Consignes:
(a) Selon l'extrait sur la régulation de l'IA, que vaut-il mieux faire lorsque les lois ne sont pas parfaites ?
(b) Recopiez l'extrait sur la régulation de l'IA depuis « L’IA peut certainement » jusqu'à « sur les prix. », en changeant « consommateurs » en « clients ».
(c) Indiquez si chacune des affirmations suivantes concorde avec l'extrait sur la régulation de l'IA, en répondant par oui ou par non et en citant les mots décisifs du texte : (i) l'Australie compte parmi ses atouts la force et l'expertise de ses régulateurs ; (ii) l'extrait recommande d'introduire des règles supplémentaires spéciales pour l'IA ; (iii) les régulateurs devraient exécuter des cas de test.

Extrait du texte:
Ces lois sont loin d’être parfaites, mais lorsqu’elles ne le sont pas, la meilleure approche est de les corriger ou de les étendre plutôt que d’introduire des règles supplémentaires spéciales pour l’IA.

L’IA peut certainement remettre en question les lois dont nous disposons, par exemple en facilitant la tromperie des consommateurs ou l’application d’algorithmes qui aident les entreprises à s’entendre sur les prix.

Mais l’essentiel est que des lois existent pour contrôler ces choses, ainsi que des régulateurs expérimentés dans leur application.

La meilleure approche consiste à faire fonctionner les règles existantes

L’un des grands atouts de l’Australie est la force et l’expertise de ses régulateurs, parmi lesquels la Commission de la concurrence et de la consommation, l’Autorité des communications et des médias, le Commissaire australien à l’information, la Commission australienne des valeurs mobilières et des investissements et l’Autorité australienne de régulation de l’énergie.

Leur tâche devrait consister à montrer où l’IA est couverte par les règles existantes, à évaluer les façons dont l’IA pourrait enfreindre ces règles et à exécuter des cas de test qui rendent claire l’applicabilité des règles.

Données présentées:
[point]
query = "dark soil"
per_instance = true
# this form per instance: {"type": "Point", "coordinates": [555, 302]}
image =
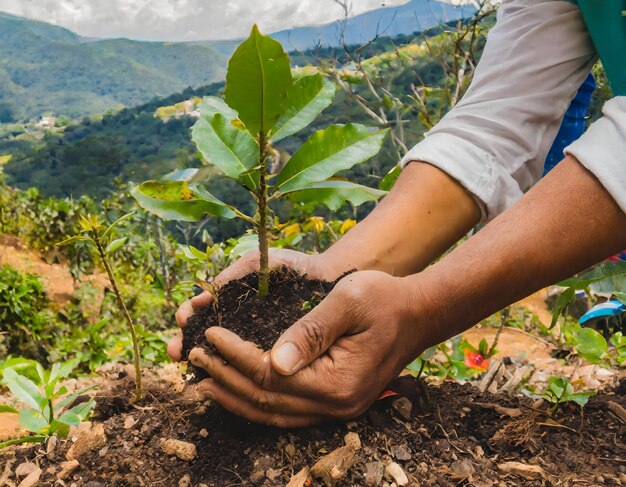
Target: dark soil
{"type": "Point", "coordinates": [458, 437]}
{"type": "Point", "coordinates": [259, 320]}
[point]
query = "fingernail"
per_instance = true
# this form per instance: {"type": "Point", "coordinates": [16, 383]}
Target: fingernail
{"type": "Point", "coordinates": [206, 392]}
{"type": "Point", "coordinates": [287, 357]}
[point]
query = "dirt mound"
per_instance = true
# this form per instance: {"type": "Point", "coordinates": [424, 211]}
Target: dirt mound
{"type": "Point", "coordinates": [449, 435]}
{"type": "Point", "coordinates": [56, 278]}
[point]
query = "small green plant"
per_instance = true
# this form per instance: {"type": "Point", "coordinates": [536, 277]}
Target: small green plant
{"type": "Point", "coordinates": [24, 319]}
{"type": "Point", "coordinates": [100, 236]}
{"type": "Point", "coordinates": [561, 391]}
{"type": "Point", "coordinates": [49, 410]}
{"type": "Point", "coordinates": [263, 105]}
{"type": "Point", "coordinates": [607, 278]}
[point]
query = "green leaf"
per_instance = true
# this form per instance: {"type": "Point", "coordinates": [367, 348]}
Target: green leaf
{"type": "Point", "coordinates": [591, 344]}
{"type": "Point", "coordinates": [212, 105]}
{"type": "Point", "coordinates": [186, 175]}
{"type": "Point", "coordinates": [228, 147]}
{"type": "Point", "coordinates": [5, 408]}
{"type": "Point", "coordinates": [176, 200]}
{"type": "Point", "coordinates": [24, 389]}
{"type": "Point", "coordinates": [335, 193]}
{"type": "Point", "coordinates": [33, 420]}
{"type": "Point", "coordinates": [244, 245]}
{"type": "Point", "coordinates": [117, 222]}
{"type": "Point", "coordinates": [257, 81]}
{"type": "Point", "coordinates": [582, 398]}
{"type": "Point", "coordinates": [327, 152]}
{"type": "Point", "coordinates": [306, 99]}
{"type": "Point", "coordinates": [561, 303]}
{"type": "Point", "coordinates": [598, 274]}
{"type": "Point", "coordinates": [70, 418]}
{"type": "Point", "coordinates": [83, 409]}
{"type": "Point", "coordinates": [192, 253]}
{"type": "Point", "coordinates": [390, 179]}
{"type": "Point", "coordinates": [71, 240]}
{"type": "Point", "coordinates": [116, 245]}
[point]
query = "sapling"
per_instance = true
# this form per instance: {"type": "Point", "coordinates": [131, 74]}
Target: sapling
{"type": "Point", "coordinates": [100, 236]}
{"type": "Point", "coordinates": [50, 409]}
{"type": "Point", "coordinates": [263, 105]}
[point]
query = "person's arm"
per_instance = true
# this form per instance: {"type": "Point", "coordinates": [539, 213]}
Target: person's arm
{"type": "Point", "coordinates": [334, 362]}
{"type": "Point", "coordinates": [566, 223]}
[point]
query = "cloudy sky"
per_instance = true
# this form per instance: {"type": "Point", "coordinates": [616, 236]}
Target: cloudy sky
{"type": "Point", "coordinates": [182, 19]}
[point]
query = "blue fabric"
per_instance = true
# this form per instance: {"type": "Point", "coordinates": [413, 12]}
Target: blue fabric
{"type": "Point", "coordinates": [573, 125]}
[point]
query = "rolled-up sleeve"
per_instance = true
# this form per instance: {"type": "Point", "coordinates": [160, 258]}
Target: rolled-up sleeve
{"type": "Point", "coordinates": [496, 139]}
{"type": "Point", "coordinates": [602, 149]}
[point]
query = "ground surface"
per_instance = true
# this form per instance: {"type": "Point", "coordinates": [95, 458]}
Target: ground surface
{"type": "Point", "coordinates": [451, 435]}
{"type": "Point", "coordinates": [484, 434]}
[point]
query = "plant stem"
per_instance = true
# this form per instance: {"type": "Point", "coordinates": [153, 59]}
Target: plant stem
{"type": "Point", "coordinates": [19, 441]}
{"type": "Point", "coordinates": [264, 271]}
{"type": "Point", "coordinates": [504, 316]}
{"type": "Point", "coordinates": [129, 320]}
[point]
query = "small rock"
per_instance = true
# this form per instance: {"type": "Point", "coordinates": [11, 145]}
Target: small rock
{"type": "Point", "coordinates": [403, 407]}
{"type": "Point", "coordinates": [529, 472]}
{"type": "Point", "coordinates": [129, 423]}
{"type": "Point", "coordinates": [67, 469]}
{"type": "Point", "coordinates": [353, 440]}
{"type": "Point", "coordinates": [182, 449]}
{"type": "Point", "coordinates": [401, 452]}
{"type": "Point", "coordinates": [32, 479]}
{"type": "Point", "coordinates": [397, 474]}
{"type": "Point", "coordinates": [374, 472]}
{"type": "Point", "coordinates": [273, 473]}
{"type": "Point", "coordinates": [290, 450]}
{"type": "Point", "coordinates": [463, 469]}
{"type": "Point", "coordinates": [299, 479]}
{"type": "Point", "coordinates": [333, 467]}
{"type": "Point", "coordinates": [24, 469]}
{"type": "Point", "coordinates": [87, 440]}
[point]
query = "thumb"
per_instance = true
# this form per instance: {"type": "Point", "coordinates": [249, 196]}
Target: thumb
{"type": "Point", "coordinates": [309, 338]}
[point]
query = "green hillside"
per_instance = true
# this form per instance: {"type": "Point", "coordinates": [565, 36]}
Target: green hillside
{"type": "Point", "coordinates": [48, 68]}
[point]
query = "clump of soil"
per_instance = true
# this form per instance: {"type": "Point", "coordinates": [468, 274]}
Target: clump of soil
{"type": "Point", "coordinates": [459, 436]}
{"type": "Point", "coordinates": [255, 319]}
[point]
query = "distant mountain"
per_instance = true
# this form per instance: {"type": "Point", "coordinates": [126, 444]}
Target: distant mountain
{"type": "Point", "coordinates": [48, 68]}
{"type": "Point", "coordinates": [414, 16]}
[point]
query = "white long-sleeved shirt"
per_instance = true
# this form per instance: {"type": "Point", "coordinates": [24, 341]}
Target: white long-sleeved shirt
{"type": "Point", "coordinates": [496, 139]}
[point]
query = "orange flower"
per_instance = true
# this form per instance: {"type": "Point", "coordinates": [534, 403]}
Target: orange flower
{"type": "Point", "coordinates": [476, 361]}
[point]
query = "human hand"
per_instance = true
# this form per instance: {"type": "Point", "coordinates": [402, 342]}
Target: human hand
{"type": "Point", "coordinates": [314, 266]}
{"type": "Point", "coordinates": [331, 364]}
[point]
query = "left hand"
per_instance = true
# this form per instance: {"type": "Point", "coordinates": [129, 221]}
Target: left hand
{"type": "Point", "coordinates": [332, 364]}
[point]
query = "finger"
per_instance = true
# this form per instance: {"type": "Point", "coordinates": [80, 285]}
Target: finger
{"type": "Point", "coordinates": [310, 337]}
{"type": "Point", "coordinates": [254, 363]}
{"type": "Point", "coordinates": [183, 313]}
{"type": "Point", "coordinates": [200, 301]}
{"type": "Point", "coordinates": [239, 407]}
{"type": "Point", "coordinates": [175, 348]}
{"type": "Point", "coordinates": [246, 389]}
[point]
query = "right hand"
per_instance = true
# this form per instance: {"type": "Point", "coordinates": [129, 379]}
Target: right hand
{"type": "Point", "coordinates": [314, 266]}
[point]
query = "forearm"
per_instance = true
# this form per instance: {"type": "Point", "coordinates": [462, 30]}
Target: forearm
{"type": "Point", "coordinates": [566, 223]}
{"type": "Point", "coordinates": [422, 217]}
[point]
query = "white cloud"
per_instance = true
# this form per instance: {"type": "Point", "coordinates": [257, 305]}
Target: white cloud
{"type": "Point", "coordinates": [182, 19]}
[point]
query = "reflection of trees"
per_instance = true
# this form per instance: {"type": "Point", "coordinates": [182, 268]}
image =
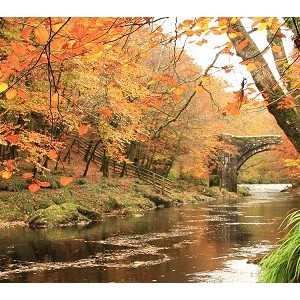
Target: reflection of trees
{"type": "Point", "coordinates": [205, 241]}
{"type": "Point", "coordinates": [228, 229]}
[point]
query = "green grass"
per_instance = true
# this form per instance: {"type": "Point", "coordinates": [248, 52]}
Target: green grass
{"type": "Point", "coordinates": [283, 264]}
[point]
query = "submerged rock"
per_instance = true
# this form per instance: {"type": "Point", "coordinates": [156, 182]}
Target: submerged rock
{"type": "Point", "coordinates": [64, 214]}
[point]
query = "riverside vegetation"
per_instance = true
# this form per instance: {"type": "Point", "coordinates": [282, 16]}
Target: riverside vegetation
{"type": "Point", "coordinates": [92, 199]}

Réponses:
(a) Il vaut mieux les corriger ou les étendre plutôt que d'introduire des règles supplémentaires spéciales pour l'IA.

(b)
L’IA peut certainement remettre en question les lois dont nous disposons, par exemple en facilitant la tromperie des clients ou l’application d’algorithmes qui aident les entreprises à s’entendre sur les prix.

(c)
(i) Oui : « L’un des grands atouts de l’Australie est la force et l’expertise de ses régulateurs ».
(ii) Non : « la meilleure approche est de les corriger ou de les étendre plutôt que d’introduire des règles supplémentaires spéciales pour l’IA ».
(iii) Oui : « à exécuter des cas de test qui rendent claire l’applicabilité des règles ».